**CONSIGNE DE L'EXERCICE:**
Recopiez intégralement le texte sur les élections européennes.

A l’approche des élections européennes du 9 juin 2024, de nombreux responsables politiques et éditorialistes évoquent le supposé désintérêt des citoyens français pour ce scrutin et pour les enjeux européens. C’est faire peu de cas du regain de participation électorale qui s’est amorcé en 2014 et d’une campagne riche et intense. Ces éléments laissent penser que ce scrutin est désormais un événement central de la vie politique française, qui atteste de la vitalité du débat démocratique sur les questions européennes.
Les premières élections européennes, en 1979, ont été marquées par un taux d’abstention important : 37% dans la Communauté, et près de 40% en France – alors qu’il n’avait jamais dépassé les 30% sous la Cinquième. Ce taux a continué à croître par la suite, jusqu’à atteindre près de 60% en 2009 (56% à l’échelle de l’Union). Cette inflation constante a engendré l’idée que ce scrutin était mal né, qu’il n’avait peut-être pas de sens, et que les citoyens n’avaient pas d’intérêt pour les enjeux européens. Mais est-ce toujours exact ?

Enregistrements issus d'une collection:
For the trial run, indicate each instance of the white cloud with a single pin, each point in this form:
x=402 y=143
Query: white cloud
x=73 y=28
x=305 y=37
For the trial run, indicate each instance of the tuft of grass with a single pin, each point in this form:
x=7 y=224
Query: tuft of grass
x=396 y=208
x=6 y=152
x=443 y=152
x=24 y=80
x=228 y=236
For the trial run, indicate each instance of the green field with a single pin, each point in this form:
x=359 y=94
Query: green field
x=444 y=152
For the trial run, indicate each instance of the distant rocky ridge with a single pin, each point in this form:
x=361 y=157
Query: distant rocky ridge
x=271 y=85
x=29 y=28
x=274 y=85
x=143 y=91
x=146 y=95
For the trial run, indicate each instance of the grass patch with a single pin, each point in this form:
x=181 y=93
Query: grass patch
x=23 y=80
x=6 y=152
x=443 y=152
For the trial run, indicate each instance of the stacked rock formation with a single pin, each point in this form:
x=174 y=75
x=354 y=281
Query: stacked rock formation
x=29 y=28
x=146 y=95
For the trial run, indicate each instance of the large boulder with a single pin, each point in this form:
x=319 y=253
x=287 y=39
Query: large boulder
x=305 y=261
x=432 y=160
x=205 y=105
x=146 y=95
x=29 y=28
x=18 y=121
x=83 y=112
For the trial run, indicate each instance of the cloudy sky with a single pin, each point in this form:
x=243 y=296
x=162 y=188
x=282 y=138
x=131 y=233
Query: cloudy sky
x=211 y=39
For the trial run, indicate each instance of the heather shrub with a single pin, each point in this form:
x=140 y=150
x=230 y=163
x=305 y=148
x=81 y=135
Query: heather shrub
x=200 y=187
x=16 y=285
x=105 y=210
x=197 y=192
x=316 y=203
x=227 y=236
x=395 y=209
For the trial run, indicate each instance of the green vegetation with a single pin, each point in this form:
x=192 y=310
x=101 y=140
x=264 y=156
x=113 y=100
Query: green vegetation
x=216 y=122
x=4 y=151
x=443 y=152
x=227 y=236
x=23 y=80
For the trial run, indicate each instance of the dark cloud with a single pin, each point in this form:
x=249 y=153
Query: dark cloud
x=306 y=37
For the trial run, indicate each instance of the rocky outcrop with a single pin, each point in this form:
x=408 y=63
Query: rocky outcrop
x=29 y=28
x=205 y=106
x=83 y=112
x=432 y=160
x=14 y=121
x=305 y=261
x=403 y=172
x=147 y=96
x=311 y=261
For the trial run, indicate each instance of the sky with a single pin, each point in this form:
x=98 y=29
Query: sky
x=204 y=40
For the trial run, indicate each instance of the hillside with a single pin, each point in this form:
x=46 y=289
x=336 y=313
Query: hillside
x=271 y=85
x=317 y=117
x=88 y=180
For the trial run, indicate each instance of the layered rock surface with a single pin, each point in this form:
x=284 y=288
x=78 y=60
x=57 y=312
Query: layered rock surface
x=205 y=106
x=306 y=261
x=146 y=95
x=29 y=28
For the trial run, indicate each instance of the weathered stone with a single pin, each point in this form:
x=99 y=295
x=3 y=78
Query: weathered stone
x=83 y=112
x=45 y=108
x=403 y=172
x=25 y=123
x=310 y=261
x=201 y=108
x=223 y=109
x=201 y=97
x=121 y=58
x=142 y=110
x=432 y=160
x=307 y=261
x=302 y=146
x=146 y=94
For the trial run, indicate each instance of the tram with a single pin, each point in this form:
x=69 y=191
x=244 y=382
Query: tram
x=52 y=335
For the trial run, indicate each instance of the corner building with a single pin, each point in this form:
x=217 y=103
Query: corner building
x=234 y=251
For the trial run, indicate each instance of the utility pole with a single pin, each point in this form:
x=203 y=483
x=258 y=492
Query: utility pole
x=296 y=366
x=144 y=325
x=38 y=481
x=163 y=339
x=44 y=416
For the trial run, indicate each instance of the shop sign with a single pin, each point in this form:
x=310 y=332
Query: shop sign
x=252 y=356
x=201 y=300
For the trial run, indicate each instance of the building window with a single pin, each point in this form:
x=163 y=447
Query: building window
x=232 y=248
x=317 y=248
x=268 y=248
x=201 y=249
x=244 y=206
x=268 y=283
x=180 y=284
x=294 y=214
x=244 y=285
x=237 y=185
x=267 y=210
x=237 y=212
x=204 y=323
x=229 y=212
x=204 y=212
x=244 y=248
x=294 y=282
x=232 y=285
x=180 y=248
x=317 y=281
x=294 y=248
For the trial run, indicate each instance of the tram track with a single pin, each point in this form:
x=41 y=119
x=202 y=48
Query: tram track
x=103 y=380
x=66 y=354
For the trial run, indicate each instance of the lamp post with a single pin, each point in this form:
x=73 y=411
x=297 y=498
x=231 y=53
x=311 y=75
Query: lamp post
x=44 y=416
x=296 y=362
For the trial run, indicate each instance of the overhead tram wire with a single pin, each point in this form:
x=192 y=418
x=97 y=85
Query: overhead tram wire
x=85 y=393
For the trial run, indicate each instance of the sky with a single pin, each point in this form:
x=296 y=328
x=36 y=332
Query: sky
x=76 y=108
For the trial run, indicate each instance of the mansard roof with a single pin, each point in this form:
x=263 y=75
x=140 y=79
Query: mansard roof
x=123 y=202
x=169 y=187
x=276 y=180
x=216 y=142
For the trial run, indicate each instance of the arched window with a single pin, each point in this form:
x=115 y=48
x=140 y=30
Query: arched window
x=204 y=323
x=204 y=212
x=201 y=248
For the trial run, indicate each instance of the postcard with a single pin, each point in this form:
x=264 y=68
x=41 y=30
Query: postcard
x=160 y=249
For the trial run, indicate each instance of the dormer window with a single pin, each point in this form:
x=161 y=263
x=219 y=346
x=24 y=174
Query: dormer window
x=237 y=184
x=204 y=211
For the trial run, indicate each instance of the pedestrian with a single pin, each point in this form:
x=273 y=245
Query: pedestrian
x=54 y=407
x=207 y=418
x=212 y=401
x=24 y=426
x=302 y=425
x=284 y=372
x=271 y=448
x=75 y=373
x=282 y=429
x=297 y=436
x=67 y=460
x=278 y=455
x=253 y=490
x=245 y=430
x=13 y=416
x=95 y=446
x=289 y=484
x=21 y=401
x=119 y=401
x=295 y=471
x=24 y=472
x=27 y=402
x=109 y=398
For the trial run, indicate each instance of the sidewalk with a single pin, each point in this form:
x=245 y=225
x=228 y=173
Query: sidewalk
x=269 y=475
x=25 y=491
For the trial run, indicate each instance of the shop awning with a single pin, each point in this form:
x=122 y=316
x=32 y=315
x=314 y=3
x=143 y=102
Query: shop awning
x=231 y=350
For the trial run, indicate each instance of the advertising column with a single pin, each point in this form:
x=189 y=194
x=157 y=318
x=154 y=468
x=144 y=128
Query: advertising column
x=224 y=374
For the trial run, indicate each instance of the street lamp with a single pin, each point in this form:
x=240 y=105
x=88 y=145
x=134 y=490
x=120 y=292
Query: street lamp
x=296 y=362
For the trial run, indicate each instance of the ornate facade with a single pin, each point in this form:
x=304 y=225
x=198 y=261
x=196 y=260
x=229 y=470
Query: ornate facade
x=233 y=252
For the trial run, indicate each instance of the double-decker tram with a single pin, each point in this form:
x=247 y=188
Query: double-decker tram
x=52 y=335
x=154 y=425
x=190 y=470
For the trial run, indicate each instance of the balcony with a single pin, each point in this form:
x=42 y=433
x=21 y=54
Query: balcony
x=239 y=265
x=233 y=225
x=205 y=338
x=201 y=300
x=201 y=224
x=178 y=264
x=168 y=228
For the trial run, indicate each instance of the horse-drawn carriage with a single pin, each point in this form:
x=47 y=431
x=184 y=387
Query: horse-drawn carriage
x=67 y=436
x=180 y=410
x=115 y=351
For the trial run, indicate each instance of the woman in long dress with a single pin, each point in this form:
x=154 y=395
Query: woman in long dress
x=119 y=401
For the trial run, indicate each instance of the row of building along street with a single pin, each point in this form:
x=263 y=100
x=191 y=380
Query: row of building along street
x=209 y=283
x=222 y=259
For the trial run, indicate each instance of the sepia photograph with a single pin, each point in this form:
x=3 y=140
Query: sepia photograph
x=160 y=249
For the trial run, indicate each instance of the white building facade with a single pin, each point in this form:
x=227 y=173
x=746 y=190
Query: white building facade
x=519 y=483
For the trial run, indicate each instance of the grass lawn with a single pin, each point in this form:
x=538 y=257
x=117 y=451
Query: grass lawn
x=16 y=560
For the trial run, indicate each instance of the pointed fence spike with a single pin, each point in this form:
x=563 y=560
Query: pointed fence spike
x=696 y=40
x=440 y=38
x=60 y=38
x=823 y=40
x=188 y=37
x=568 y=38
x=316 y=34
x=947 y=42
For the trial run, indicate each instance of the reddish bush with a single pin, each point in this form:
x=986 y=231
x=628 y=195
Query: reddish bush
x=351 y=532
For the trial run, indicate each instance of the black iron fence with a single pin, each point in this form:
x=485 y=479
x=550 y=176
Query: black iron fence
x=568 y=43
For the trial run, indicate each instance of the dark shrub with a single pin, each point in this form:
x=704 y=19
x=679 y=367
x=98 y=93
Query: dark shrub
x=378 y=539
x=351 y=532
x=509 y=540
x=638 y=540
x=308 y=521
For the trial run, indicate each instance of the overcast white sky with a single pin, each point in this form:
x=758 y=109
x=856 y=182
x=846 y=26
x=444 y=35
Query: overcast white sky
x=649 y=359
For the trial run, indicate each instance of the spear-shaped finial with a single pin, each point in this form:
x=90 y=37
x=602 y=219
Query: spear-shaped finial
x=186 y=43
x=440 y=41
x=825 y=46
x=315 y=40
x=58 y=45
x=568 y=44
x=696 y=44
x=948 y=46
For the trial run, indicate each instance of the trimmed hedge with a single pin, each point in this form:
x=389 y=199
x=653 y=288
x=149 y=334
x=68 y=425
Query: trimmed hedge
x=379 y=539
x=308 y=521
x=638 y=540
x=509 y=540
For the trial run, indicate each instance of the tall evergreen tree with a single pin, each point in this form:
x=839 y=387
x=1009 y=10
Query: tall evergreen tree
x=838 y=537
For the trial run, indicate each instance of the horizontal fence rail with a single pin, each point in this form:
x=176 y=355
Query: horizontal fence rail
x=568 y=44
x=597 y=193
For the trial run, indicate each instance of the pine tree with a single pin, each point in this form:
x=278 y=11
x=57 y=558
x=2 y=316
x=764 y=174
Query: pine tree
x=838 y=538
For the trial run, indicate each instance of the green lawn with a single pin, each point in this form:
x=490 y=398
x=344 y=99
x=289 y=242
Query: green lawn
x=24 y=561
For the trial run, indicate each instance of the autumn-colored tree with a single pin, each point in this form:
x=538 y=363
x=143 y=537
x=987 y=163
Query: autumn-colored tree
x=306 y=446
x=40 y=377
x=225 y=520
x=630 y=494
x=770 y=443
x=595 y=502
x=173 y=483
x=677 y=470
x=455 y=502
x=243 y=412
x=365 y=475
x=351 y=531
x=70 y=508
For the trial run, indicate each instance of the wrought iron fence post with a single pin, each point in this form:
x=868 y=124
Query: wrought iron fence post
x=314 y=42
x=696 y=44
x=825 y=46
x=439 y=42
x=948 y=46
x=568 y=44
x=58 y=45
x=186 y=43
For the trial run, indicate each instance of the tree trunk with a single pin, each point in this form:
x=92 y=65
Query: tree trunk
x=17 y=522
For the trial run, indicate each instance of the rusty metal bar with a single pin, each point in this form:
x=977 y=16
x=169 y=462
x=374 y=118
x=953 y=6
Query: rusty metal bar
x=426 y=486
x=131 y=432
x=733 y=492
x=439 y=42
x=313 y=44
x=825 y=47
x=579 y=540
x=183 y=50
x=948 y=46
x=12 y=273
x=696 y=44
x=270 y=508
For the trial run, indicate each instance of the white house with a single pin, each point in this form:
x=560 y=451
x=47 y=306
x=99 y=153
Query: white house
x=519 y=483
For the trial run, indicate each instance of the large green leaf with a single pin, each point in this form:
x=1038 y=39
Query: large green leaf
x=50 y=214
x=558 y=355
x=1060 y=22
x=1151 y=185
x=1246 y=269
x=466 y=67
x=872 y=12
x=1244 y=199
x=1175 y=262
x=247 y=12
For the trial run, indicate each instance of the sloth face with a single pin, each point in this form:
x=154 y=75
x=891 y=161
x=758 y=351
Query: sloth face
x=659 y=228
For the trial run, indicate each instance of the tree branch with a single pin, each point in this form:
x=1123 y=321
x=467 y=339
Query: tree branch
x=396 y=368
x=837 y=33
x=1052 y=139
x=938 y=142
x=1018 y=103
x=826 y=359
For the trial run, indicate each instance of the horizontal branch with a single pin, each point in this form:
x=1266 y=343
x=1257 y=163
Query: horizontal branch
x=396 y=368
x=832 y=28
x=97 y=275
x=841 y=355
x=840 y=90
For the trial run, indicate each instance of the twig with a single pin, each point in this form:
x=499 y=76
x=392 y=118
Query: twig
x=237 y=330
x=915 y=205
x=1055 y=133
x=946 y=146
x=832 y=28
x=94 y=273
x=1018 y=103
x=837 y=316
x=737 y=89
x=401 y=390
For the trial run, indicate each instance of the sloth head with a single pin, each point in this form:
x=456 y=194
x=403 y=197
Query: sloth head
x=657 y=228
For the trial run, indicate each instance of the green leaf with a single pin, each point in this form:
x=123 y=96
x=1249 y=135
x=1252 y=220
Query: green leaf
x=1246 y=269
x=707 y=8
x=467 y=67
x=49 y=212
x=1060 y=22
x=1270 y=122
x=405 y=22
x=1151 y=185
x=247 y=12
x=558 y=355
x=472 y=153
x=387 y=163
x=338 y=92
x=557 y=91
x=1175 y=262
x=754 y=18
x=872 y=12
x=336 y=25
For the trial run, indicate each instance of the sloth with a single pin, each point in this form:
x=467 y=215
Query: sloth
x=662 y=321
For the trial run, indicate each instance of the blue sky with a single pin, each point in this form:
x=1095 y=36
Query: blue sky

**RÉPONSE ATTENDUE:**
A l’approche des élections européennes du 9 juin 2024, de nombreux responsables politiques et éditorialistes évoquent le supposé désintérêt des citoyens français pour ce scrutin et pour les enjeux européens. C’est faire peu de cas du regain de participation électorale qui s’est amorcé en 2014 et d’une campagne riche et intense. Ces éléments laissent penser que ce scrutin est désormais un événement central de la vie politique française, qui atteste de la vitalité du débat démocratique sur les questions européennes.
Les premières élections européennes, en 1979, ont été marquées par un taux d’abstention important : 37% dans la Communauté, et près de 40% en France – alors qu’il n’avait jamais dépassé les 30% sous la Cinquième. Ce taux a continué à croître par la suite, jusqu’à atteindre près de 60% en 2009 (56% à l’échelle de l’Union). Cette inflation constante a engendré l’idée que ce scrutin était mal né, qu’il n’avait peut-être pas de sens, et que les citoyens n’avaient pas d’intérêt pour les enjeux européens. Mais est-ce toujours exact ?